■ **Task goal**
Write out every item below verbatim, with no changes.

Coordinate labeling data:
○ ○ ○

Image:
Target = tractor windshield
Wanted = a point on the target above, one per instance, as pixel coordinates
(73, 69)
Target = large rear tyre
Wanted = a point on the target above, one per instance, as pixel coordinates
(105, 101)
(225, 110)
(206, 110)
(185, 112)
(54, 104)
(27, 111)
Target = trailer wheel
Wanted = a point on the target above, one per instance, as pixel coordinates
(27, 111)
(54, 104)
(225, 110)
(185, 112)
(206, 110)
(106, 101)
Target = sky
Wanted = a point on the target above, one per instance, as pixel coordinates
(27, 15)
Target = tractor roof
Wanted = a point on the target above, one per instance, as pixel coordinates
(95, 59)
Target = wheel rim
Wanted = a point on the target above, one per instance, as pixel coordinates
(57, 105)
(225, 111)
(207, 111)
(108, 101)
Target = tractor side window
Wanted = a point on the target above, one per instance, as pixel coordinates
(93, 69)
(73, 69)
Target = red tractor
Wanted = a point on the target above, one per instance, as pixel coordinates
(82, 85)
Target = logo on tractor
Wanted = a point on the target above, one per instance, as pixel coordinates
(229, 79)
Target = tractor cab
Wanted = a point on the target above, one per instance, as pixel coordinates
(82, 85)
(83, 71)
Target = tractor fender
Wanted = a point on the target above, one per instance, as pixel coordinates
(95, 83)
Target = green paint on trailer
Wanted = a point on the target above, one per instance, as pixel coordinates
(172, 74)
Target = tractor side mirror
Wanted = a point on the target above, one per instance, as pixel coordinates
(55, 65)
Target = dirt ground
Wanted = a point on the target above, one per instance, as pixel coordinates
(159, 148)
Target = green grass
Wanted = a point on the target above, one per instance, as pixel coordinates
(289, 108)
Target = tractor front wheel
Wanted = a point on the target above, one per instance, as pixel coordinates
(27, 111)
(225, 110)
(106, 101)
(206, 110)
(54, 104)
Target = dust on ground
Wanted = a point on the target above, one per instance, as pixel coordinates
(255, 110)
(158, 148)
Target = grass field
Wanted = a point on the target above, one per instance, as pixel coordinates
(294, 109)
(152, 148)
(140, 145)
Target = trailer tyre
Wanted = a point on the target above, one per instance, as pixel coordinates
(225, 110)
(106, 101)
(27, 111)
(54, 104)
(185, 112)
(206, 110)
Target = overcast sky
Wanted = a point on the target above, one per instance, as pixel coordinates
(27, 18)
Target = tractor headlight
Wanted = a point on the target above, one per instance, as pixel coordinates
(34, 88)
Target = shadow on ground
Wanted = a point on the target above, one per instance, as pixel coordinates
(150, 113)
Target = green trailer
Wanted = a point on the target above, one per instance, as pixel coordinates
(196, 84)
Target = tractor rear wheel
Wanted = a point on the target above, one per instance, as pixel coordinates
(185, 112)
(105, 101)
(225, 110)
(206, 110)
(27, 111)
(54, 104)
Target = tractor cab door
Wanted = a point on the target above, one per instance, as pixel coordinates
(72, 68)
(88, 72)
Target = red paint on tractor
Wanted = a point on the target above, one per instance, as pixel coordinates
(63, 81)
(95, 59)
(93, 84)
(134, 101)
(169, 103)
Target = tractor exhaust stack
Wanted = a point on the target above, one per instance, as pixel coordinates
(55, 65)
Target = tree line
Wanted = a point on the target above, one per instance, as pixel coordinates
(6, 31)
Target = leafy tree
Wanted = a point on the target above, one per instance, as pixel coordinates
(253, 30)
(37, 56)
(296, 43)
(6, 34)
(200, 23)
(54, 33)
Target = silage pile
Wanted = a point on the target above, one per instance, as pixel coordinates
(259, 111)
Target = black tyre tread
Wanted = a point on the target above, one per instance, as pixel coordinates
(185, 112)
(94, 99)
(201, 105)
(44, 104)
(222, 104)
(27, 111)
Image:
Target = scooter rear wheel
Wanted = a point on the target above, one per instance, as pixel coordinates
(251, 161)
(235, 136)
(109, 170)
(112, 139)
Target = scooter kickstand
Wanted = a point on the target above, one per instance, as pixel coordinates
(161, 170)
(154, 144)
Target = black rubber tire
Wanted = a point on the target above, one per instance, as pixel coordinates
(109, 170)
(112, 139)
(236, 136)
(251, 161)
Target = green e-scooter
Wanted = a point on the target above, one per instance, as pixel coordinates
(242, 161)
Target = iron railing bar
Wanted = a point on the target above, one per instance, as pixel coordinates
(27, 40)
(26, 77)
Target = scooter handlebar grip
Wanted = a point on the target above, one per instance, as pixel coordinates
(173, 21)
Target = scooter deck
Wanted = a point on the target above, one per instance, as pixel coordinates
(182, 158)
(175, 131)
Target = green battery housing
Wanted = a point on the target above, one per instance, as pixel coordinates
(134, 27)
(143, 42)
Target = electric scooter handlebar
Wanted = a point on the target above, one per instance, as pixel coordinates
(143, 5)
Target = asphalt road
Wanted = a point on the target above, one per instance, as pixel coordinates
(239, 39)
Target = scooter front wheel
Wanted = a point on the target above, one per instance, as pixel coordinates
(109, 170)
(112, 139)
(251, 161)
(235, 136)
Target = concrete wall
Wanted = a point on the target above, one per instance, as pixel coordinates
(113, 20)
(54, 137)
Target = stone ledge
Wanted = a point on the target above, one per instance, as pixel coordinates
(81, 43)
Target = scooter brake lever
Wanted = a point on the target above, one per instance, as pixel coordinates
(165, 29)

○ ○ ○

■ **Solution for this task**
Image:
Target = tractor windshield
Wanted = a point on the target above, one per instance, as pixel coordinates
(73, 69)
Target = large rear tyre
Wanted = a point on the target above, one per instance, as pixel coordinates
(105, 101)
(225, 110)
(206, 110)
(185, 112)
(54, 104)
(27, 111)
Target = trailer wheel
Wanted = a point on the target above, one per instance, as pixel coordinates
(27, 111)
(54, 104)
(225, 110)
(185, 112)
(206, 110)
(106, 101)
Target = sky
Wanted = a point on the target above, one per instance, as pixel coordinates
(27, 15)
Target = tractor roof
Wanted = a point on the target above, one per instance, as pixel coordinates
(95, 59)
Target = wheel rim
Wanted = a point on the target above, one per instance, as pixel coordinates
(57, 105)
(225, 111)
(207, 111)
(108, 101)
Target = tractor side window
Wanted = a point on the target above, one per instance, as pixel coordinates
(93, 69)
(73, 69)
Target = red tractor
Wanted = a point on the target above, one per instance, as pixel coordinates
(82, 85)
Target = logo on tractor
Wanted = a point on the target above, one per instance, as pixel coordinates
(229, 79)
Target = tractor cab
Wanted = a point on the target above, one per instance, as pixel coordinates
(82, 85)
(83, 71)
Target = tractor fender
Wanted = a point on the target above, one per instance, as pixel coordinates
(95, 83)
Target = green paint on trailer
Wanted = a point on the target above, one per instance, as pixel coordinates
(172, 74)
Target = tractor side mirror
Wanted = a point on the target above, one per instance, as pixel coordinates
(55, 65)
Target = dirt ground
Wanted = a point on the target above, one per instance, as pixel coordinates
(159, 148)
Target = green grass
Wanted = a point on the target above, one per instance, as pixel coordinates
(289, 108)
Target = tractor front wheel
Wanted = a point on the target above, one per instance, as pixel coordinates
(27, 111)
(225, 110)
(106, 101)
(206, 110)
(54, 104)
Target = dust on ground
Wanted = a point on the target above, one per instance, as pixel coordinates
(255, 110)
(158, 148)
Target = grass field
Wanted = a point on the target above, one per instance, as pixel coordinates
(294, 109)
(152, 148)
(140, 145)
Target = trailer tyre
Wanted = a point on the target above, one per instance, as pixel coordinates
(225, 110)
(106, 101)
(27, 111)
(54, 104)
(185, 112)
(206, 110)
Target = overcast sky
Wanted = a point on the target above, one per instance, as pixel coordinates
(27, 18)
Target = tractor headlight
Wanted = a point on the target above, one per instance, as pixel coordinates
(34, 88)
Target = shadow on ground
Wanted = a point on the target above, one per instance, as pixel coordinates
(150, 113)
Target = green trailer
Wanted = a point on the target above, one per instance, as pixel coordinates
(196, 84)
Target = tractor rear wheel
Wanted = a point on the target above, one per instance, as pixel coordinates
(185, 112)
(105, 101)
(225, 110)
(206, 110)
(27, 111)
(54, 104)
Target = tractor cab door
Wanted = a point on the target above, one per instance, as pixel coordinates
(72, 68)
(88, 72)
Target = red paint on tractor
Wanted = a point on the target above, one per instance, as pixel coordinates
(63, 81)
(95, 59)
(93, 84)
(134, 101)
(169, 103)
Target = tractor exhaust stack
Wanted = a point on the target above, one per instance, as pixel coordinates
(55, 65)
Target = tree line
Wanted = a point on the target above, one per instance, as pixel coordinates
(6, 31)
Target = leafy tree
Wanted = a point on the target above, one per instance, as pixel coordinates
(253, 30)
(37, 56)
(296, 43)
(6, 34)
(200, 23)
(54, 33)
Target = silage pile
Wanted = a point on the target above, one per instance, as pixel coordinates
(259, 111)
Target = black tyre tread
Wanted = a point on the target above, one per instance, as pixel coordinates
(185, 112)
(94, 99)
(201, 105)
(44, 104)
(222, 104)
(27, 111)
Image:
Target = scooter rear wheel
Wanted = a point on the target above, one per instance, as pixel coordinates
(251, 161)
(235, 136)
(109, 170)
(112, 139)
Target = scooter kickstand
Wanted = a point on the target above, one per instance, as pixel coordinates
(161, 170)
(154, 144)
Target = black rubber tire
Wanted = a point on the target above, one per instance, as pixel coordinates
(109, 170)
(112, 139)
(236, 136)
(251, 161)
Target = green e-scooter
Wanted = a point on the target above, one per instance, as pixel coordinates
(242, 161)
Target = iron railing bar
Wanted = a point on the target above, one per instance, as pixel coordinates
(27, 40)
(26, 77)
Target = scooter handlebar grip
Wanted = a point on the target above, one per instance, as pixel coordinates
(173, 21)
Target = scooter deck
Wanted = a point on the target above, one per instance, as pixel coordinates
(182, 158)
(175, 131)
Target = green battery housing
Wanted = a point on the target above, one per instance, as pixel coordinates
(134, 27)
(143, 42)
Target = electric scooter handlebar
Wanted = a point on the target above, one per instance, as pixel coordinates
(143, 5)
Target = asphalt road
Wanted = a point on the target above, one per instance, as pixel coordinates
(239, 39)
Target = scooter front wheel
Wanted = a point on the target above, one per instance, as pixel coordinates
(109, 170)
(112, 139)
(251, 161)
(235, 136)
Target = concrete wall
Wanted = a point on the target above, one per instance, as pixel coordinates
(113, 20)
(54, 137)
Target = stone ledge
Wanted = a point on the target above, one per instance, as pixel coordinates
(81, 43)
Target = scooter brake lever
Wanted = a point on the target above, one per instance, as pixel coordinates
(165, 29)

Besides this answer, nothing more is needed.